(Records excerpted from a collection)
=== Section Start ===

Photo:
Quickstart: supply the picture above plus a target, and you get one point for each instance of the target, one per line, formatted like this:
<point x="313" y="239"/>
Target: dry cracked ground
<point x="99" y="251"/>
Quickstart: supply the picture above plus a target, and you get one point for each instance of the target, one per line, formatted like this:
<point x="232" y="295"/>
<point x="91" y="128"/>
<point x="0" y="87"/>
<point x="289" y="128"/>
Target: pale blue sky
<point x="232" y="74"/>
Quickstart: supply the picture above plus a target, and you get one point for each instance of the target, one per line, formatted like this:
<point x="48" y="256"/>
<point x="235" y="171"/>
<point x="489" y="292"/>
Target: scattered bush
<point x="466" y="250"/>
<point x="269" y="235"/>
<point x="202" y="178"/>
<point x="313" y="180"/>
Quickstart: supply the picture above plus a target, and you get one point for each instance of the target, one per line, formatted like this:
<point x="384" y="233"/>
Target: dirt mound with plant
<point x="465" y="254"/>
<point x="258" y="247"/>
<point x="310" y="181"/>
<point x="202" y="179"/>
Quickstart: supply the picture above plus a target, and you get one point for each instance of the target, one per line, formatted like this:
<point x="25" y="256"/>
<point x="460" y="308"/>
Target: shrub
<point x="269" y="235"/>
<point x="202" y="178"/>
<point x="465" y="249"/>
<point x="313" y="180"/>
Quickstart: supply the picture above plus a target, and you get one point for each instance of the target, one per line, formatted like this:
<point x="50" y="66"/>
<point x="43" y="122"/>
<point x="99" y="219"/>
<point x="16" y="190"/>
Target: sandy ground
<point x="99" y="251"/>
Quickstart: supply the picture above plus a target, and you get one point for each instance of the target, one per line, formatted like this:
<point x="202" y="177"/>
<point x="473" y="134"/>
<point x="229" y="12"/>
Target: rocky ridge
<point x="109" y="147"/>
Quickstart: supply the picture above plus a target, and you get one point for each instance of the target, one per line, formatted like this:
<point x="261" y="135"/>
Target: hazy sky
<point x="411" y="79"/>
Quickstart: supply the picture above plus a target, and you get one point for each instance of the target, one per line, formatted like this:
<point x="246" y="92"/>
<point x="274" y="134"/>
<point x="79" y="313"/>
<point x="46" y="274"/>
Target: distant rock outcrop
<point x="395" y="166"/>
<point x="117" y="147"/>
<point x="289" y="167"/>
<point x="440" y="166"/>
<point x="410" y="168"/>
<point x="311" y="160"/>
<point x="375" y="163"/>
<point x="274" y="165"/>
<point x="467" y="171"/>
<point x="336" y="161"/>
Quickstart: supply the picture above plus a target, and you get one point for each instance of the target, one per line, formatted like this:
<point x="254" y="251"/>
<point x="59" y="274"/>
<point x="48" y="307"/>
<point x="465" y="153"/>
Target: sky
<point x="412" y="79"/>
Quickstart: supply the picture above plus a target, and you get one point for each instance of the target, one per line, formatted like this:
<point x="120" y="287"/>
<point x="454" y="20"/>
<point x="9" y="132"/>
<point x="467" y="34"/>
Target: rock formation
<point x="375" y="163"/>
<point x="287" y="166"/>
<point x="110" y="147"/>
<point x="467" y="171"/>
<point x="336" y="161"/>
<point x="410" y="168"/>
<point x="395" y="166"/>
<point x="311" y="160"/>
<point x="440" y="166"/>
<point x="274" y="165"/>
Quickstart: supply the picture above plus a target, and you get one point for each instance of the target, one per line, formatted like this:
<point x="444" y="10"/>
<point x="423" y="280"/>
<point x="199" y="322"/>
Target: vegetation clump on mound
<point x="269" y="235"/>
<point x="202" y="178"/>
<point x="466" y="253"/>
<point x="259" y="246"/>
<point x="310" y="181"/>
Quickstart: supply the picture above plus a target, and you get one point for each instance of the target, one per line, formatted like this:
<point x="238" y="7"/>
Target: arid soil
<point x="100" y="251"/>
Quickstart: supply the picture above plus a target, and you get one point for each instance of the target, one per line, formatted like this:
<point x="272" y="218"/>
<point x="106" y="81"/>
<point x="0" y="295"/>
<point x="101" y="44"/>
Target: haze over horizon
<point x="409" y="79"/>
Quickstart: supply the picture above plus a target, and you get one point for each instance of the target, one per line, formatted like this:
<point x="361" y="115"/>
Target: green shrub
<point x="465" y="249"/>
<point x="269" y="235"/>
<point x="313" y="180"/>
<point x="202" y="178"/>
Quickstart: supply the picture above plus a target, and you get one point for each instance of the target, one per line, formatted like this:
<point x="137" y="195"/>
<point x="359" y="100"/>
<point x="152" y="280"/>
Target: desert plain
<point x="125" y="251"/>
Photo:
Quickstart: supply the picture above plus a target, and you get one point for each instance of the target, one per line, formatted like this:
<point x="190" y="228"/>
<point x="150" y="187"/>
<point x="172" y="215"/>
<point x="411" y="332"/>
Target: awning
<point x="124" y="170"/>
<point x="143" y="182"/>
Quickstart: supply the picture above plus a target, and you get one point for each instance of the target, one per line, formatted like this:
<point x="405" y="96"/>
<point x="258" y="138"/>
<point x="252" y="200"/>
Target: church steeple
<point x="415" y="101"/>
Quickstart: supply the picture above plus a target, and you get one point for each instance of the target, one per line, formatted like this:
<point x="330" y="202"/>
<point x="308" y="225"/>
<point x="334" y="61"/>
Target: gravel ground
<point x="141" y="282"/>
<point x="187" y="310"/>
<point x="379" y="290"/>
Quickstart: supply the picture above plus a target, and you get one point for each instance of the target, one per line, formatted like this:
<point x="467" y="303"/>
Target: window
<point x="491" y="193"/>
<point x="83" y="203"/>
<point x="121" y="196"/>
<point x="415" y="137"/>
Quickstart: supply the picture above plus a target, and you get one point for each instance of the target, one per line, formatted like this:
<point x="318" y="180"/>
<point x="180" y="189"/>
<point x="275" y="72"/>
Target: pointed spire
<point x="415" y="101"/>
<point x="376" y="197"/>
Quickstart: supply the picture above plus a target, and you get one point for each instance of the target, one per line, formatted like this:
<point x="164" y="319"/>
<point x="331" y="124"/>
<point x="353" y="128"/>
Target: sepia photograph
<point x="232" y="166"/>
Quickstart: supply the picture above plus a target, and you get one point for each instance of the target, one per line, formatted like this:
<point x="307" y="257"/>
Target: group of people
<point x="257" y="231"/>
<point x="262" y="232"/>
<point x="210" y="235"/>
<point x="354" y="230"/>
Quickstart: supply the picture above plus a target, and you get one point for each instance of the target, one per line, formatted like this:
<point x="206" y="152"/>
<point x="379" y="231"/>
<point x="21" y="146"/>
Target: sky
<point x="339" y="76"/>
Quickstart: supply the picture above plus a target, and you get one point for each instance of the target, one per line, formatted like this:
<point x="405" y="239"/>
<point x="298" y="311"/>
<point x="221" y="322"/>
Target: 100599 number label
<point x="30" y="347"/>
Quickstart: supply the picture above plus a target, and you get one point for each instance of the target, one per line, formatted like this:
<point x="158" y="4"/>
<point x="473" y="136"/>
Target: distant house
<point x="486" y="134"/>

=== Section End ===

[What the exercise asks] Each line of the data above is to be set down exactly.

[Output below]
Photo:
Quickstart: supply the picture above plus a target, and you get one point for each instance of the target, one per line, formatted like this:
<point x="313" y="239"/>
Target: dry cracked ground
<point x="99" y="251"/>
Quickstart: supply the picture above plus a target, and you get one point for each instance of the target, one per line, formatted like this:
<point x="232" y="295"/>
<point x="91" y="128"/>
<point x="0" y="87"/>
<point x="289" y="128"/>
Target: pale blue sky
<point x="232" y="74"/>
Quickstart: supply the picture above plus a target, and you get one point for each instance of the target, one per line, formatted like this:
<point x="48" y="256"/>
<point x="235" y="171"/>
<point x="489" y="292"/>
Target: scattered bush
<point x="466" y="250"/>
<point x="269" y="235"/>
<point x="202" y="178"/>
<point x="313" y="180"/>
Quickstart: supply the picture above plus a target, and you get one point for each instance of the target, one per line, formatted like this:
<point x="384" y="233"/>
Target: dirt mound with plant
<point x="465" y="254"/>
<point x="258" y="247"/>
<point x="310" y="181"/>
<point x="202" y="179"/>
Quickstart: supply the picture above plus a target, and you get one point for each instance of the target, one per line, formatted like this:
<point x="25" y="256"/>
<point x="460" y="308"/>
Target: shrub
<point x="269" y="235"/>
<point x="202" y="178"/>
<point x="465" y="249"/>
<point x="313" y="180"/>
Quickstart: supply the picture above plus a target, and you get one point for each instance of the target, one per line, formatted like this:
<point x="50" y="66"/>
<point x="43" y="122"/>
<point x="99" y="219"/>
<point x="16" y="190"/>
Target: sandy ground
<point x="99" y="251"/>
Quickstart: supply the picture above plus a target, and you get one point for each instance of the target, one per line, formatted like this:
<point x="202" y="177"/>
<point x="473" y="134"/>
<point x="229" y="12"/>
Target: rocky ridge
<point x="109" y="147"/>
Quickstart: supply the picture above plus a target, and you get one point for each instance of the target, one per line, formatted like this:
<point x="261" y="135"/>
Target: hazy sky
<point x="411" y="79"/>
Quickstart: supply the picture above plus a target, and you get one point for each instance of the target, one per line, formatted like this:
<point x="246" y="92"/>
<point x="274" y="134"/>
<point x="79" y="313"/>
<point x="46" y="274"/>
Target: distant rock outcrop
<point x="395" y="166"/>
<point x="117" y="147"/>
<point x="289" y="167"/>
<point x="440" y="166"/>
<point x="410" y="168"/>
<point x="311" y="160"/>
<point x="375" y="163"/>
<point x="274" y="165"/>
<point x="467" y="171"/>
<point x="336" y="161"/>
Quickstart: supply the picture above plus a target, and you get one point for each instance of the target, one per line, formatted like this:
<point x="254" y="251"/>
<point x="59" y="274"/>
<point x="48" y="307"/>
<point x="465" y="153"/>
Target: sky
<point x="412" y="79"/>
Quickstart: supply the picture above plus a target, and you get one point for each instance of the target, one per line, formatted like this:
<point x="120" y="287"/>
<point x="454" y="20"/>
<point x="9" y="132"/>
<point x="467" y="34"/>
Target: rock formation
<point x="375" y="163"/>
<point x="287" y="166"/>
<point x="110" y="147"/>
<point x="467" y="171"/>
<point x="336" y="161"/>
<point x="410" y="168"/>
<point x="395" y="166"/>
<point x="311" y="160"/>
<point x="440" y="166"/>
<point x="274" y="165"/>
Quickstart: supply the picture above plus a target, and you get one point for each instance of the target, one per line, formatted like this:
<point x="444" y="10"/>
<point x="423" y="280"/>
<point x="199" y="322"/>
Target: vegetation clump on mound
<point x="269" y="235"/>
<point x="202" y="178"/>
<point x="466" y="253"/>
<point x="259" y="246"/>
<point x="310" y="181"/>
Quickstart: supply the picture above plus a target, and you get one point for each instance of the target, one per line, formatted like this:
<point x="238" y="7"/>
Target: arid soil
<point x="100" y="251"/>
Quickstart: supply the picture above plus a target, and you get one point for each instance of the target, one per line, formatted like this:
<point x="272" y="218"/>
<point x="106" y="81"/>
<point x="0" y="295"/>
<point x="101" y="44"/>
Target: haze over horizon
<point x="409" y="79"/>
Quickstart: supply the picture above plus a target, and you get one point for each instance of the target, one per line, formatted like this:
<point x="361" y="115"/>
Target: green shrub
<point x="465" y="249"/>
<point x="269" y="235"/>
<point x="313" y="180"/>
<point x="202" y="178"/>
Quickstart: supply the picture above plus a target, and you get one point for each instance of the target, one per line, formatted like this:
<point x="137" y="195"/>
<point x="359" y="100"/>
<point x="152" y="280"/>
Target: desert plain
<point x="125" y="251"/>
Photo:
Quickstart: supply the picture above plus a target, and you get one point for each instance of the target, one per line, formatted like this:
<point x="190" y="228"/>
<point x="150" y="187"/>
<point x="172" y="215"/>
<point x="411" y="332"/>
Target: awning
<point x="124" y="170"/>
<point x="143" y="182"/>
Quickstart: supply the picture above plus a target, and you get one point for each instance of the target, one per line, formatted like this:
<point x="405" y="96"/>
<point x="258" y="138"/>
<point x="252" y="200"/>
Target: church steeple
<point x="415" y="101"/>
Quickstart: supply the picture above plus a target, and you get one point for each instance of the target, one per line, formatted like this:
<point x="330" y="202"/>
<point x="308" y="225"/>
<point x="334" y="61"/>
Target: gravel ground
<point x="141" y="282"/>
<point x="187" y="310"/>
<point x="379" y="290"/>
Quickstart: supply the picture above plus a target, and you get one point for each instance of the target, one per line, formatted like this:
<point x="467" y="303"/>
Target: window
<point x="491" y="193"/>
<point x="83" y="203"/>
<point x="121" y="196"/>
<point x="415" y="137"/>
Quickstart: supply the picture above plus a target, and you get one point for each instance of the target, one per line, formatted like this:
<point x="318" y="180"/>
<point x="180" y="189"/>
<point x="275" y="72"/>
Target: pointed spire
<point x="415" y="101"/>
<point x="376" y="197"/>
Quickstart: supply the picture above plus a target, and you get one point for each instance of the target, one per line, formatted like this:
<point x="164" y="319"/>
<point x="331" y="124"/>
<point x="353" y="128"/>
Target: sepia photograph
<point x="232" y="166"/>
Quickstart: supply the picture above plus a target, and you get one point for each instance of the target, one per line, formatted like this:
<point x="307" y="257"/>
Target: group of people
<point x="257" y="231"/>
<point x="262" y="232"/>
<point x="210" y="235"/>
<point x="354" y="230"/>
Quickstart: supply the picture above plus a target, and you get one point for each instance of the target, one per line, formatted like this:
<point x="206" y="152"/>
<point x="379" y="231"/>
<point x="21" y="146"/>
Target: sky
<point x="339" y="76"/>
Quickstart: supply the picture above plus a target, and you get one point for each instance of the target, one per line, formatted like this:
<point x="405" y="239"/>
<point x="298" y="311"/>
<point x="221" y="322"/>
Target: 100599 number label
<point x="30" y="347"/>
Quickstart: supply the picture above plus a target, and you get one point for each instance of the target, one per line, formatted like this:
<point x="158" y="4"/>
<point x="473" y="136"/>
Target: distant house
<point x="486" y="134"/>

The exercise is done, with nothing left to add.